Description of the task
Translate this sentence from the curve-fitting text below into Spanish: "This is very different than other algorithms that require well structured and behaved data for fitting."

The algorithm is 10-100 times slower (after optimization of parameters) than Levenberg–Marquardt searching algorithm, and is suitable for COMPLICATED model, global fitting, or neural network optimization.
Particullary suitable for peak searching, and functions with ill-behaviors on its score surface when gradient descent does not work.
A preprint manuscript link: PyJCFit: A Non-Linear Regression Random Search Algorithm for Chemistry Data Fitting, https://doi.org/10.26434/chemrxiv-2023-k9rvm
Paper published: Structured stochastic curve fitting without gradient calculation, https://doi.org/10.1016/j.jcmds.2024.100097
First coded in MATLAB 2014b on 2016/04/05 Converted to python 3.12 on 2023/11/07
Curve fitting for 1D vectors or ND matrix with any given model equations using a random search algorithm, Jump-Chain Fitting (JCFit). For 2D and above data you can either revise the pyjcfit function to allow data loading and treating, or simply vectorize multidimential data and feed them to the function. The latter will work without changing the pyjcfit function. This will be the same for global fitting, one can append all vectors into a single vector of x and y for global and nD matrix fitting. This is very different than other algorithms that require well structured and behaved data for fitting.

Supplied entries

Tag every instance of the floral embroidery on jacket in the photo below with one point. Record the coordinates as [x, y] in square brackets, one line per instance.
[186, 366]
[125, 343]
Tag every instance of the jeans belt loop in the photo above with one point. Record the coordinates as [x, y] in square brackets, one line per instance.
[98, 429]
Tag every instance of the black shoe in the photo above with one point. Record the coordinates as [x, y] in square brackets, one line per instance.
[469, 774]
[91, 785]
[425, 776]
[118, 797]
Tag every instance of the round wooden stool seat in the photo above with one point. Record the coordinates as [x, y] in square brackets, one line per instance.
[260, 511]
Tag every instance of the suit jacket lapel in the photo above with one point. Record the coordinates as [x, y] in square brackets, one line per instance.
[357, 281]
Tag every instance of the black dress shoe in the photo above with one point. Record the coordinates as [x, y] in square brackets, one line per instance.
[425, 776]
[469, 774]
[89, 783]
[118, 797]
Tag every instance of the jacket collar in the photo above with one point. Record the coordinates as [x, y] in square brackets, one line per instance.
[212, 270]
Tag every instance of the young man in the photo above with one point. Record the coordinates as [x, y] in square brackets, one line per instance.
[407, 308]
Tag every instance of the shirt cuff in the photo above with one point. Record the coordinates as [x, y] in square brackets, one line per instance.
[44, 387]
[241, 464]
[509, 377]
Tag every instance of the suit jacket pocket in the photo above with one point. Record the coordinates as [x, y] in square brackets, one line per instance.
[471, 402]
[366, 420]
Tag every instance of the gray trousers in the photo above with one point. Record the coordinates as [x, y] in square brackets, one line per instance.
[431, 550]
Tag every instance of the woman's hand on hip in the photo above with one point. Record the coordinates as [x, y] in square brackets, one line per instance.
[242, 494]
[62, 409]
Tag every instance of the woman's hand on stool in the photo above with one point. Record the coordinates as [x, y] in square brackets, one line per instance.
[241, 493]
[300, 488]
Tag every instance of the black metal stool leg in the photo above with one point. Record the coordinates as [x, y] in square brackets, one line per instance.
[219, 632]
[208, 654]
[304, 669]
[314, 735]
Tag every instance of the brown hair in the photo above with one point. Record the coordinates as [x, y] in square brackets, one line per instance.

Written answer
Esto es muy diferente de otros algoritmos que requieren datos bien estructurados y con buen comportamiento para el ajuste.